<<<<
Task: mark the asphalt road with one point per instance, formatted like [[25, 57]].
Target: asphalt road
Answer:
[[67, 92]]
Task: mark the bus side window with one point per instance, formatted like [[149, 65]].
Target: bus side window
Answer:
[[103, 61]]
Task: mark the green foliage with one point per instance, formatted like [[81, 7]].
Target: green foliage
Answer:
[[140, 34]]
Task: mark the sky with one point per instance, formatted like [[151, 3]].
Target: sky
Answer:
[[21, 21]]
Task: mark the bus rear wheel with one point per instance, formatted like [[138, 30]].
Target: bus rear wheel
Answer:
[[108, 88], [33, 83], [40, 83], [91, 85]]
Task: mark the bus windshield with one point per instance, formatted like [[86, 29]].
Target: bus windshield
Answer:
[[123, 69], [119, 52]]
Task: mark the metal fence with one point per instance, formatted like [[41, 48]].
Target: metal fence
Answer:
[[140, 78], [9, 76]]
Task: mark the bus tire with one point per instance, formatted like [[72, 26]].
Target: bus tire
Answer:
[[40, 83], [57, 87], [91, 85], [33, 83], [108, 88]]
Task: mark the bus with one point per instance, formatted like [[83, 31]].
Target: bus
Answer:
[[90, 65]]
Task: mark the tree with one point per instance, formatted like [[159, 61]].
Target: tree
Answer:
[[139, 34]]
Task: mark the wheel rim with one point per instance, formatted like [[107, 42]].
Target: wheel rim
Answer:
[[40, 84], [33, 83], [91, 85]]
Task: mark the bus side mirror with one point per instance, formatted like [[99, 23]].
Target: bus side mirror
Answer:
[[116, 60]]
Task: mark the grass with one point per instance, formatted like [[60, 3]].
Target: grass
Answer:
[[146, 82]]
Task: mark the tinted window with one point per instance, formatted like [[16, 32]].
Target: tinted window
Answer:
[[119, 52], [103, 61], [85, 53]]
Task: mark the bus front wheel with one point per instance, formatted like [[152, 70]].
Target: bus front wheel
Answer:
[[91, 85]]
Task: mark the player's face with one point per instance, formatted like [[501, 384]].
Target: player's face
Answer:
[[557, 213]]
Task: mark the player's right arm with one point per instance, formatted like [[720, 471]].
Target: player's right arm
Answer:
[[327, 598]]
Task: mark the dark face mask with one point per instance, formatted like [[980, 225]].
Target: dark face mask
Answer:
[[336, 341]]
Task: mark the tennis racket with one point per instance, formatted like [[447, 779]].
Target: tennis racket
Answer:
>>>>
• _BRIEF_:
Retype only the stretch of lines above starting at the one with "Task: mark the metal" and stopping at the one with "Target: bus front wheel", exactly as written, with both kept.

• _ANSWER FOR THE TASK_:
Task: mark the metal fence with one point per instance, formatted like [[41, 48]].
Target: metal fence
Answer:
[[140, 78], [9, 76]]
Task: mark the bus tire with one point per instance, formatted like [[72, 26]].
Target: bus tire
Answer:
[[40, 83], [57, 87], [91, 85], [33, 83], [108, 88]]
Task: mark the bus with one point per instance, formatted like [[83, 31]].
Target: bus
Answer:
[[90, 65]]
Task: mark the tree with one point per instance, formatted like [[159, 61]].
Target: tree
Answer:
[[139, 34]]
Task: mark the wheel rim with one point per instance, formatted like [[107, 42]].
Target: wheel rim
Answer:
[[40, 84], [33, 83], [91, 85]]
Task: mark the bus side mirror with one point per instance, formatted like [[99, 23]].
Target: bus side mirror
Answer:
[[116, 60]]
Task: mark the grass with one point per instance, formatted like [[60, 3]].
Target: grass
Answer:
[[146, 82]]
Task: mark the tinted window with one point per instance, formatted like [[16, 32]].
Target: tinted window
Answer:
[[119, 52], [103, 61], [85, 53]]
Task: mark the bus front wheel with one point per instance, formatted like [[152, 70]].
Target: bus front wheel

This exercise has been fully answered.